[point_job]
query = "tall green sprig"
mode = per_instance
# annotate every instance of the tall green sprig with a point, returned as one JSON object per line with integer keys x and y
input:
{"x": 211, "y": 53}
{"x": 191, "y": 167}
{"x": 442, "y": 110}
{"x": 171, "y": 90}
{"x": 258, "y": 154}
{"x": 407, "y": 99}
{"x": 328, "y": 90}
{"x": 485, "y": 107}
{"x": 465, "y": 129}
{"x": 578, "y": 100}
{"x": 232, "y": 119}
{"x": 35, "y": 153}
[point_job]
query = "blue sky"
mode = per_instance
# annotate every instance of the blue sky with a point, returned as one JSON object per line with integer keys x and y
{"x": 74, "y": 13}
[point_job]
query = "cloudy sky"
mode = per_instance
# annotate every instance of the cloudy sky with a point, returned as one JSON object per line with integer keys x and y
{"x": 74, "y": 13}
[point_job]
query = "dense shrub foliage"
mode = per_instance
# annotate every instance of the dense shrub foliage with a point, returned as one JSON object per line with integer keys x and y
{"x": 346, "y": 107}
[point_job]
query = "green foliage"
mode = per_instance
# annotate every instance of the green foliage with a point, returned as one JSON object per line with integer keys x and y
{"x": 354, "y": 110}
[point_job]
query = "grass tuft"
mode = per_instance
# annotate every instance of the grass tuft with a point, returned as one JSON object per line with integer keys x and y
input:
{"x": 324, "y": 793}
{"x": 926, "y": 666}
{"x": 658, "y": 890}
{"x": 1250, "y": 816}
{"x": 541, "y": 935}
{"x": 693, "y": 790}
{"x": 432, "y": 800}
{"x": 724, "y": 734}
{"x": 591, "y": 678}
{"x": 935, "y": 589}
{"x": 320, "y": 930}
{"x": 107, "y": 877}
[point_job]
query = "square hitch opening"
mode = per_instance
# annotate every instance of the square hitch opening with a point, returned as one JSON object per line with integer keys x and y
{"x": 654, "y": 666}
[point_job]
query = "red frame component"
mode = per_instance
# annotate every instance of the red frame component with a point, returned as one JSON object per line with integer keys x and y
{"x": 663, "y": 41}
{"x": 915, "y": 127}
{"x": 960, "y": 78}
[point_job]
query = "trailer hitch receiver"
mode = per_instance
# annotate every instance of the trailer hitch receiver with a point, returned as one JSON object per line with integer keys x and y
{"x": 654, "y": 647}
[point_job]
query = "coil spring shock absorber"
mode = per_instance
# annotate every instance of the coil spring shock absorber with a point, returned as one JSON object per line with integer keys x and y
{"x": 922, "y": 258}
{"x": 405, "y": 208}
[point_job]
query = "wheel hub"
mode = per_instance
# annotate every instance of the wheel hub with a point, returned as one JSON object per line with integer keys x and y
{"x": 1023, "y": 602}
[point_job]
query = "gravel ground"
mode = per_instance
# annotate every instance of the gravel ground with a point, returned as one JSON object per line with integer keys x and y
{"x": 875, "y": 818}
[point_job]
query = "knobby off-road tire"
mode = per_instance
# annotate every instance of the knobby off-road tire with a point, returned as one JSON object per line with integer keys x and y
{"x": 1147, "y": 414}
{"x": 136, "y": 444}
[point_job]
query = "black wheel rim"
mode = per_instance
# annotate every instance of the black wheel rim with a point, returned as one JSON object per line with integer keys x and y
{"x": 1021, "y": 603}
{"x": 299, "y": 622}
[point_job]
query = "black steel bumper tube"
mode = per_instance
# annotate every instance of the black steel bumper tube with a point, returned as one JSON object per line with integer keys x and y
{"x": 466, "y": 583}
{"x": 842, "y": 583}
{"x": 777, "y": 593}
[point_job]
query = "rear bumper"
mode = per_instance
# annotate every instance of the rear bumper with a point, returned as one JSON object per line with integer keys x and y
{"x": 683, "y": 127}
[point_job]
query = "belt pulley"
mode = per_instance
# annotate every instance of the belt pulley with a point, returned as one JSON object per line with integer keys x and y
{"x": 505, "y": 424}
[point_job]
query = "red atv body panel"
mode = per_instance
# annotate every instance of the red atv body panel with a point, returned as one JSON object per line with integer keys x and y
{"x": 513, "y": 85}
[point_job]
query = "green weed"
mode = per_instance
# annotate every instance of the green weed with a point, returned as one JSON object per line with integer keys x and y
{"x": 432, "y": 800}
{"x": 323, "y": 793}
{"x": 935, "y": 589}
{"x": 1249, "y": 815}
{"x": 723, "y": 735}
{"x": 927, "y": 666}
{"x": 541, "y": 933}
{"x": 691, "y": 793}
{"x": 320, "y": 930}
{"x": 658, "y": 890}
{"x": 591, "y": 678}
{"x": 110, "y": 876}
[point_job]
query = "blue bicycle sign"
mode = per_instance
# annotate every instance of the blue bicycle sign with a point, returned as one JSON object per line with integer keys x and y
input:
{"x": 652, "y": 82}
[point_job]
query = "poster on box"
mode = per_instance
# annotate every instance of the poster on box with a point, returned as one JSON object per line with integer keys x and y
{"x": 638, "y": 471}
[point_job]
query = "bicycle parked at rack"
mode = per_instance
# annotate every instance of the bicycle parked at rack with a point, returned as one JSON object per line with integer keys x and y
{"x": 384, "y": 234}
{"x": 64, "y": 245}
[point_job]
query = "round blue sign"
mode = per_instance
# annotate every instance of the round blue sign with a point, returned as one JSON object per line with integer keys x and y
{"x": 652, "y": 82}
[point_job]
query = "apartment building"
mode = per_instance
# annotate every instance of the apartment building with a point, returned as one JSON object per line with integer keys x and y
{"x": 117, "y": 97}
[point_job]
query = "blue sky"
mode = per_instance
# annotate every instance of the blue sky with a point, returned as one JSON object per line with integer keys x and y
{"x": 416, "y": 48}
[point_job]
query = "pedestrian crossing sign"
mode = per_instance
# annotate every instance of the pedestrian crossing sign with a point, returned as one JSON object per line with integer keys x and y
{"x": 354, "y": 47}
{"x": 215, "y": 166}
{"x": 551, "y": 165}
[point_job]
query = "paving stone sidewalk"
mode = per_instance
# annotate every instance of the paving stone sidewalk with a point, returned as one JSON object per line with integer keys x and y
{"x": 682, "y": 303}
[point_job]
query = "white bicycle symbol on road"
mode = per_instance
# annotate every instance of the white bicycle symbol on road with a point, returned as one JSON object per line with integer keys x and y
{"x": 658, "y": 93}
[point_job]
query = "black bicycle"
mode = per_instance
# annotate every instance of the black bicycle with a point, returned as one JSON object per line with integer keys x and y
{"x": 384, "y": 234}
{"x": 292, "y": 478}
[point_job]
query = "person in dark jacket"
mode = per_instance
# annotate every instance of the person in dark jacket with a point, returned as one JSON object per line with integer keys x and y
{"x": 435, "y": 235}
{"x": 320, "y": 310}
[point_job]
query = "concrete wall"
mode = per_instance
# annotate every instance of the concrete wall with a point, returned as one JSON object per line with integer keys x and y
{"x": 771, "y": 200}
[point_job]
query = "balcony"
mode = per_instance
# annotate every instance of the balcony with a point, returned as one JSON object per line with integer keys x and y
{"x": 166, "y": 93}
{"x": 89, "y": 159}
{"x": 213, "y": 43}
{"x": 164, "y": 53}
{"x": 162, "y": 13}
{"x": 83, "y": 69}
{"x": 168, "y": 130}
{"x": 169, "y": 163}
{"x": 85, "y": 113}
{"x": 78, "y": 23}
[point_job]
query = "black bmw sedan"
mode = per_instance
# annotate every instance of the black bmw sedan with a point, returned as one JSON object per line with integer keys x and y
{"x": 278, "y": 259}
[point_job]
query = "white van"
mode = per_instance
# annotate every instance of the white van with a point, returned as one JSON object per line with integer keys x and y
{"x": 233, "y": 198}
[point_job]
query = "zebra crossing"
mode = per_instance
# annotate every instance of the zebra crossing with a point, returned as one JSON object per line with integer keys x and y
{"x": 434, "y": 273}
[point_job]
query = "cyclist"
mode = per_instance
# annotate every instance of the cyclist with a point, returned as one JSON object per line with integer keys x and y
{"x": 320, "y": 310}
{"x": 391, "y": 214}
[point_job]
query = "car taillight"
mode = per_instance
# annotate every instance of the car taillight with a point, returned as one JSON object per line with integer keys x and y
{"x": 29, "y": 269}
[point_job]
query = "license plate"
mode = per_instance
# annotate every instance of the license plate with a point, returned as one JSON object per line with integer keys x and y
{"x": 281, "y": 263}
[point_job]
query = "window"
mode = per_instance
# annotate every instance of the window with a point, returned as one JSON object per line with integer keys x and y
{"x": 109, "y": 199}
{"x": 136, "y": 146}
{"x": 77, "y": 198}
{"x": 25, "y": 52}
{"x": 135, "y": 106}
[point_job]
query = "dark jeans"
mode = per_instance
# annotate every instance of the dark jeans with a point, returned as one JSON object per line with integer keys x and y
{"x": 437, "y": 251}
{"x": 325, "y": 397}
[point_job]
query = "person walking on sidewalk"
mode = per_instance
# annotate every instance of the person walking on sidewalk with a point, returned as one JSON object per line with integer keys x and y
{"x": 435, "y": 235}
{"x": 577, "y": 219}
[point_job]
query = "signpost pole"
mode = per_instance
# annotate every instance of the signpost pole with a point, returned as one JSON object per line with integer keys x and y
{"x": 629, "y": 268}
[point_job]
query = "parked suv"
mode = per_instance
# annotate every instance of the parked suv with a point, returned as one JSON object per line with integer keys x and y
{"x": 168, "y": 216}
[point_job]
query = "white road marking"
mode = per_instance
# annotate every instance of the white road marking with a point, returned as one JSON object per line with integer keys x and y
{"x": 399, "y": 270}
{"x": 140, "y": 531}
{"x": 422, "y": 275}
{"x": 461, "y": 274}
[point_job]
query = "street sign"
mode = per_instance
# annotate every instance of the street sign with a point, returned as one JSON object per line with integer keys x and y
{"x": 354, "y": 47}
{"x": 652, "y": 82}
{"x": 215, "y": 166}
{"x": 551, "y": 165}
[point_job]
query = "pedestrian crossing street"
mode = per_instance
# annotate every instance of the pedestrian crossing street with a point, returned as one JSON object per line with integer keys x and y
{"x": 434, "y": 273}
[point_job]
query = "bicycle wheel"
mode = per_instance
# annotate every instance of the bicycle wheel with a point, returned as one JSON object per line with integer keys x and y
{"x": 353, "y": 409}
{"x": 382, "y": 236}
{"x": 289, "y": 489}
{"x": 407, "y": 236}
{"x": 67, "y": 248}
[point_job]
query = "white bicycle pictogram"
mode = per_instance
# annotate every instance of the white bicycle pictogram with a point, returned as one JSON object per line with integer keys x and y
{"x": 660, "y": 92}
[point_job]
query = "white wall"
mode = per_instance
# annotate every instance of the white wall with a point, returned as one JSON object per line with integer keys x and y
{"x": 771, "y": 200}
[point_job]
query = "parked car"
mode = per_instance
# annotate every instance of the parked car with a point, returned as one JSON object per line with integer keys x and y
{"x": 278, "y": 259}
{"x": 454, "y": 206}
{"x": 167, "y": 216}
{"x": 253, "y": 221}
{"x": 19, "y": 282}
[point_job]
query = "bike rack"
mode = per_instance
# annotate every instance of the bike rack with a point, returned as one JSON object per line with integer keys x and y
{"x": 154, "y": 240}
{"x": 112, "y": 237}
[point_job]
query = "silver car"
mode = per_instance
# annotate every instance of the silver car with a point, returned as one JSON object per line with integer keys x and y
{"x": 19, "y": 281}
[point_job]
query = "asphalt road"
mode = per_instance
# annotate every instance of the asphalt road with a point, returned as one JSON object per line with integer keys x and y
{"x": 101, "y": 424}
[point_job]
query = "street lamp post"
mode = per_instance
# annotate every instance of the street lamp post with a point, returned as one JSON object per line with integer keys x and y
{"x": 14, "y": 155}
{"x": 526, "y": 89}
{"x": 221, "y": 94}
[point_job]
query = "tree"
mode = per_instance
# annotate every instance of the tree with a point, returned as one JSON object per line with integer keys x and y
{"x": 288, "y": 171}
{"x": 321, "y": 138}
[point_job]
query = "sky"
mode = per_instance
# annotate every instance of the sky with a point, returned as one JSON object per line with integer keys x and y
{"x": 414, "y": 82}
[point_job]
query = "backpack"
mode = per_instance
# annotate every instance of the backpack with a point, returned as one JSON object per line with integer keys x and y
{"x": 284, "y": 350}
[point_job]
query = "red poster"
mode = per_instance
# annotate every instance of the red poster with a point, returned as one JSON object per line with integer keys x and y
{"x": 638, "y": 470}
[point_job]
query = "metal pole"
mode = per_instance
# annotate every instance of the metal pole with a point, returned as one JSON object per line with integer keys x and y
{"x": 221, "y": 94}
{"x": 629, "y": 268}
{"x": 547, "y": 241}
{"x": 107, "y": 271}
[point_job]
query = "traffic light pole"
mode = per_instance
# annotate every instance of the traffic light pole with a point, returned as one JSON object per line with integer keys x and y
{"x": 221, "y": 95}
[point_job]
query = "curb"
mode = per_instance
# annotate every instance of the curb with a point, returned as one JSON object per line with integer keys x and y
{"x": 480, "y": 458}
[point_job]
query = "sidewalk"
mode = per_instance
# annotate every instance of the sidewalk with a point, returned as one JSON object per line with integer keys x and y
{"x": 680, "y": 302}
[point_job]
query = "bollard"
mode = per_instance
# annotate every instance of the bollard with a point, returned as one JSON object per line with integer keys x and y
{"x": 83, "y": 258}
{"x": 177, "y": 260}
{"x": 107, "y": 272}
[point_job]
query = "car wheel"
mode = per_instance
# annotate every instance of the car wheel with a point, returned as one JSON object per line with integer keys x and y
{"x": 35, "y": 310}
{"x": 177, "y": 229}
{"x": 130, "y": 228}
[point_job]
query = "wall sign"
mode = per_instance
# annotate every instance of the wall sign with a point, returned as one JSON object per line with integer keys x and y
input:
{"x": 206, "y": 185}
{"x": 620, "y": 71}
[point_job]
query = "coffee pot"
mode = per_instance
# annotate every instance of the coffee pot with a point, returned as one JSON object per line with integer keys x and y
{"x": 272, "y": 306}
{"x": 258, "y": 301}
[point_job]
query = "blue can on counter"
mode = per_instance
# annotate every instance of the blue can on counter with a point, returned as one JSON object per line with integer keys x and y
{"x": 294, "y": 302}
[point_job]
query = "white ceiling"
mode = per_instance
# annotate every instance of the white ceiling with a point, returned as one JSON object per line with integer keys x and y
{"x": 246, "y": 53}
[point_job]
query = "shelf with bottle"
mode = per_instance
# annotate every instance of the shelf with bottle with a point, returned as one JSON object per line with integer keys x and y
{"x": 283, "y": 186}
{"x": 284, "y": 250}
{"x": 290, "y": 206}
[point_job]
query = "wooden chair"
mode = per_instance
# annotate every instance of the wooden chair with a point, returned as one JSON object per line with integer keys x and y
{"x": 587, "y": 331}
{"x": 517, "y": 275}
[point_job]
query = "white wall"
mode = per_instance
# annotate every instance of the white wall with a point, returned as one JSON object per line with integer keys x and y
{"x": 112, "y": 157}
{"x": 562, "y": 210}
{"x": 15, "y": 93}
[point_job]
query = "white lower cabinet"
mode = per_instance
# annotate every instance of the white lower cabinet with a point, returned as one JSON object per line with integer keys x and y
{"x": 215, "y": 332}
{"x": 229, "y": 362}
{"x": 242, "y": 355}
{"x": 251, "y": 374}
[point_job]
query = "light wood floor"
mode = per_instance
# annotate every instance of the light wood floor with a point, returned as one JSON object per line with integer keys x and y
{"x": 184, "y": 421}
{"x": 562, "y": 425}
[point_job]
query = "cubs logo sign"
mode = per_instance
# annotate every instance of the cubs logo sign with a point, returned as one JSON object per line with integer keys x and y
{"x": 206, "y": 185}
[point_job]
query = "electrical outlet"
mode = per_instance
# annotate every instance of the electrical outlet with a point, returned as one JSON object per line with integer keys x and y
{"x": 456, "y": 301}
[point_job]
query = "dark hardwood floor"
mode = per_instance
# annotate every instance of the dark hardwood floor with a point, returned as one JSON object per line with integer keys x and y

- - -

Your objective | Scan the material for lines with the word "grass", and copy each line you find.

Solution |
query = "grass tuft"
# annotate every instance of the grass tuft with a point, returned as one JSON object per line with integer keys x and y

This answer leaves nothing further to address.